§ EXERCISE MATERIALS:

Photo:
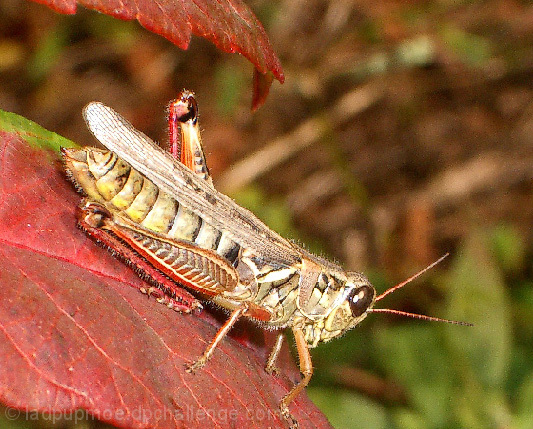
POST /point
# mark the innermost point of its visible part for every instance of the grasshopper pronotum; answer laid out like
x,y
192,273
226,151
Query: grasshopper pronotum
x,y
161,213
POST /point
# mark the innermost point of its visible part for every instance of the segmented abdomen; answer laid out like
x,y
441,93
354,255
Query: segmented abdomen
x,y
111,181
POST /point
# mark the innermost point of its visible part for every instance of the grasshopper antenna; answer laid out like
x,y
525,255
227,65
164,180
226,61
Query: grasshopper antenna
x,y
414,315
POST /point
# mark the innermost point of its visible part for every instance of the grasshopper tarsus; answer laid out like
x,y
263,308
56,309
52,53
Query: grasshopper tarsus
x,y
160,212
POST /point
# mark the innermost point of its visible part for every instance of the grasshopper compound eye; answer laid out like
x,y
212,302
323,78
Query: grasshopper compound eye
x,y
360,299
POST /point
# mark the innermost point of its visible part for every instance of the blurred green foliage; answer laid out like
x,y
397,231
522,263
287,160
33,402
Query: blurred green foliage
x,y
452,376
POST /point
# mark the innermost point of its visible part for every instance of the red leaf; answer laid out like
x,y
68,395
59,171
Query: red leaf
x,y
229,24
73,335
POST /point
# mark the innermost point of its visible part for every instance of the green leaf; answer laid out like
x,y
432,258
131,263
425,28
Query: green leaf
x,y
416,356
478,295
31,132
348,410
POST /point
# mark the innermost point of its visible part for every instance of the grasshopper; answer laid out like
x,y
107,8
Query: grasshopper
x,y
160,212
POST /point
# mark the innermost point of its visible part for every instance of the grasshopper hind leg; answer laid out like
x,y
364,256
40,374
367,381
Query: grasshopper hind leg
x,y
93,218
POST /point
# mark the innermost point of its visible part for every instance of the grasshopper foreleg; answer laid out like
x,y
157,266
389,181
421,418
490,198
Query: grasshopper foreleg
x,y
222,332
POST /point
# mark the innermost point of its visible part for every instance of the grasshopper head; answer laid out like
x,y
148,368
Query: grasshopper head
x,y
354,299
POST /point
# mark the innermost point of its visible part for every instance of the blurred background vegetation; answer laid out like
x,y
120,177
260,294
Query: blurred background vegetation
x,y
404,131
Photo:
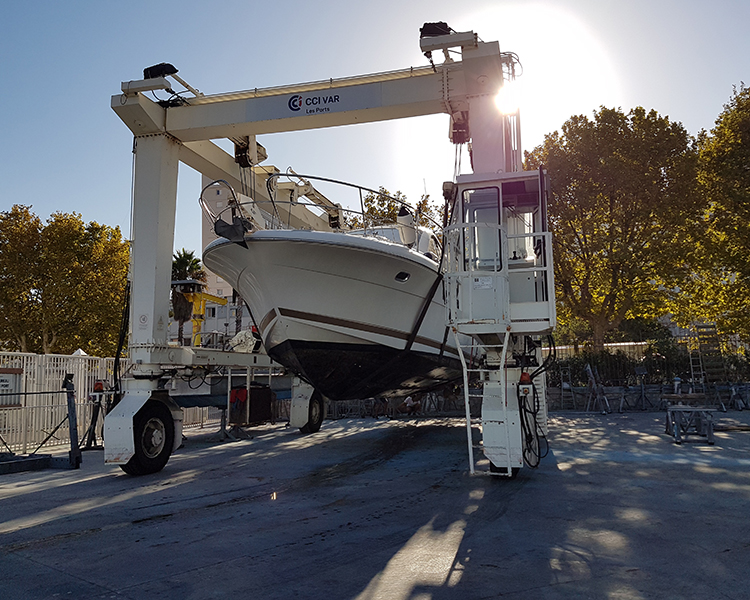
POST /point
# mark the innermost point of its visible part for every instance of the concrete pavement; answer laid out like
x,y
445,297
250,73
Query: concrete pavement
x,y
386,509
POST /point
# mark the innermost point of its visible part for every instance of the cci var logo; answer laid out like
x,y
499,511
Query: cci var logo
x,y
295,102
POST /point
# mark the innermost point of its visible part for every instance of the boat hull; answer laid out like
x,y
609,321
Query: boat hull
x,y
343,312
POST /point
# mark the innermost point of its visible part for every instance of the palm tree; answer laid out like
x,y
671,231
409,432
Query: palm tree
x,y
185,266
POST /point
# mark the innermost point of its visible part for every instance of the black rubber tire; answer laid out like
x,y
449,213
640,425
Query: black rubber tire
x,y
316,413
153,432
495,469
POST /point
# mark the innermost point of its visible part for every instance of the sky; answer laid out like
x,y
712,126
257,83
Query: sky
x,y
64,149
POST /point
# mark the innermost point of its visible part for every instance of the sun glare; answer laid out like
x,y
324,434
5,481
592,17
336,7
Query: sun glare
x,y
565,71
566,67
507,100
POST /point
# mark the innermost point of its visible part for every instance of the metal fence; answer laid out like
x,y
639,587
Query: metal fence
x,y
33,404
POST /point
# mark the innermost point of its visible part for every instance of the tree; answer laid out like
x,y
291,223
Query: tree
x,y
383,207
62,283
623,210
719,289
185,266
20,242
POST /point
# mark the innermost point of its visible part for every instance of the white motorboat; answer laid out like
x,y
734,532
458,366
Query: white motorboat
x,y
353,313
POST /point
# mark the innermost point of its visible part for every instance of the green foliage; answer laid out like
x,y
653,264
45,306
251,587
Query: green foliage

§ TASK INSTRUCTIONS: Pictures are not part of the copy; transcribe the rest of the data verbatim.

§ TASK SOLUTION:
Photo:
POST /point
# mark the innermost point of its visible part for every instance of the grasshopper pronotum; answer laid out like
x,y
192,273
226,151
Query: grasshopper pronotum
x,y
161,213
POST /point
# mark the innermost point of its visible part for every instance of the segmented abdomen; answer laid out like
x,y
441,93
354,255
Query: segmented abdomen
x,y
111,181
POST /point
# mark the innermost point of its visible part for every instance of the grasshopper antenna; answer laid out like
x,y
525,255
227,65
164,180
226,61
Query: grasshopper antenna
x,y
414,315
POST /point
# mark the innermost point of its visible part for every instance of the grasshopper tarsus; answer laid out like
x,y
263,308
56,309
52,53
Query: grasshopper tarsus
x,y
160,212
POST /point
# mark the innermost point of its visible part for every instance of the grasshopper compound eye; answer laid out like
x,y
212,302
323,78
Query: grasshopper compound eye
x,y
360,299
POST /point
# mark the innermost point of its visible part for every instance of the blurred green foliage; answer laid out like
x,y
397,231
522,263
287,160
33,402
Query: blurred green foliage
x,y
452,376
POST /point
# mark the innermost point of its visible part for every instance of the red leaf; answer laid out like
x,y
68,395
59,171
Query: red leaf
x,y
229,24
73,335
POST /point
# mark the innermost point of its visible part for every instance of the green leaf; answer laid out like
x,y
432,258
131,263
425,28
Query: green leaf
x,y
416,356
478,295
31,132
348,410
POST /point
# mark the innermost point of its visible part for every instance of the grasshopper; answer laid out like
x,y
107,8
Query: grasshopper
x,y
160,212
POST /point
# mark the innermost point of its visible part for every instance of the grasshopper hind leg; answer laid out like
x,y
364,256
40,374
367,381
Query: grasshopper hind leg
x,y
93,218
POST /point
# mark the innermost point of its visible part for every instance of the grasshopper foreleg; answer laid out like
x,y
157,266
389,181
421,418
490,198
Query: grasshopper foreleg
x,y
222,332
POST /point
# mark the innermost point of its visible part for every instance of the grasshopper head; answer laid out like
x,y
148,368
Query: grasshopper head
x,y
354,299
POST /point
# mark the innermost point of its visible part for every instance of the blurred background vegetation; answer laid out like
x,y
120,177
260,294
Query: blurred background vegetation
x,y
404,131
Photo:
POST /point
# mark the innermost point of its visible part for every instance of the concrete pavement; answer laid out like
x,y
445,297
250,73
Query: concrete pavement
x,y
386,509
POST /point
# mark the innermost point of its visible part for every instance of the cci var logo; answer laid out like
x,y
499,511
Query: cci var logo
x,y
295,102
POST /point
# mark the innermost point of its visible part for every instance of the boat hull; answer laid out like
x,y
609,321
Query: boat hull
x,y
343,312
POST /point
# mark the innermost point of its visible part for every instance of the palm tree; answer laid out like
x,y
671,231
409,432
Query: palm tree
x,y
185,266
POST /point
# mark the innermost point of its visible part for every instance of the black rubber tire; answer laid out like
x,y
449,213
640,425
Query: black rubber tire
x,y
316,413
153,432
495,469
POST /point
# mark the innermost point of its visible part for every instance of the sky; answer laid out like
x,y
712,126
257,83
Query: sky
x,y
64,149
POST /point
# mark the innermost point of its visible part for every instance of the sun glare; answer laid out like
x,y
324,434
5,481
592,17
336,7
Query: sun glare
x,y
565,71
566,67
507,100
POST /point
# mark the innermost point of its visible part for every instance of the metal fence; answer laid out like
x,y
639,587
Query: metal fence
x,y
33,404
POST /point
# mark the innermost point of its visible part for every instance of the tree; answer laid out like
x,y
291,223
Query: tree
x,y
383,207
62,283
623,210
719,289
185,266
20,242
POST /point
# mark the innermost point of its visible part for every instance of the white motorboat; answer laid out like
x,y
734,532
458,366
Query: white motorboat
x,y
353,313
POST /point
# mark the innermost point of its visible part for every instance of the green foliage; answer laid out like
x,y
653,264
45,306
251,587
Query: green foliage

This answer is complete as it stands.